>> begin Text block
Section 8 of the ordinance Of July 6,1896, upon which the present assessment is based, itself declares that the city of Lake Forest by the ordinance of October 16, 1883, adopted article 9 with the “several amendments thereto.” Section 8 orders the assessment to be divided into installments in accordance with article 9, and the several amendments thereto, and as provided in the act of June 17, 1893. The language of section 8 amounts in fact to an adoption of all the provisions of article 9, including the amendments thereto as embodied in the Installment act of June 17, 1893. Section 8 is a recognition of the existence of these amendments, and shows a deliberate and formal purpose to have the proceedings made in accordance therewith.
The interpretation of a prior act, or the intention thereof, may be ascertained by the language of subsequent acts of the same law-making body. In United States v. Freeman, 3 How. 556, it is said: “If it can be gathered from a subsequent statute in pari materia what meaning the legislature attached to the words of a former statute, this will amount to a legislative declaration of its meaning-, and will govern the construction of the first statute.” (Cannon v. Vaughn, 12 Tex. 399; 23 Am. & Eng. Ency. of Law, p. 315; Endlich on Interpretation of Statutes, secs. 43, 44, 47; Matter of Yick Wo, 68 Cal. 294).
>> end Text block
>> begin Material provided
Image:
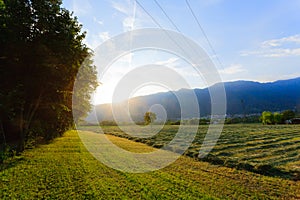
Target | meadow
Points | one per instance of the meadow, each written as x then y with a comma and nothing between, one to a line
>> end Material provided
■ **To do**
1. Answer these about the Lake Forest assessment text above:
(a) What is the date of the ordinance on which the present assessment is based?
(b) Besides article 9 and its amendments, which act does section 8 say governs the division of the assessment into installments?
(c) Which case supplies the quotation about gathering a former statute's meaning from a subsequent statute in pari materia?
2. Pick up the Lake Forest assessment text after its final sentence and carry it on.

■ **Expected results**
1.
(a) July 6, 1896.
(b) The act of June 17, 1893.
(c) United States v. Freeman, 3 How. 556.

2.
We are, therefore, of the opinion that the ordinance was not void for the reason set up in the first objection made thereto by the appellants.
Second — The improvement involved in this case was a connected system of sewers to be built in a number of avenues and” streets. When appellants filed their objections in the county court, two short spurs or laterals of this sewer had not been built upon Elm and Wenona avenues, although the sewer had been built in front of the property of the appellants. The second objection, urged by the appellants, is that the city had not finished all the work ordained in the ordinance.
The collection of a special assessment cannot be enjoined, nor will objections to the. application for judgment by the county collector be sustained, upon the ground that a part of the work has not been done. Individual property owners cannot be allowed to defeat the collection of a special assessment upon the ground that the city has not, at the time of the application for judgment, performed the work, or has omitted to perform some portion of it. To sustain an objection of this kind would operate to render impracticable the construction of local improvements by special assessment. The law in such cases does not leave the property owner remediless. The writ of mandamus may be invoked to compel the city to complete the improvement in compliance with the ordinance. (Church v. People, 174 Ill. 366; Fisher v. People, 157 id. 85; People v. Green, 158 id. 594; Callister v. Kochersperger, 168 id, 334; Craft v. Kochersperger, 173 id, 617; Connecticut Mutual Life Ins. Co. v. People, 172 id. 31; Ryder Estate v. City of Alton, 175 id. 94).
We are of opinion that the second objection urged by appellants to the entry of the judgment below is without force, and was properly overruled by the county court.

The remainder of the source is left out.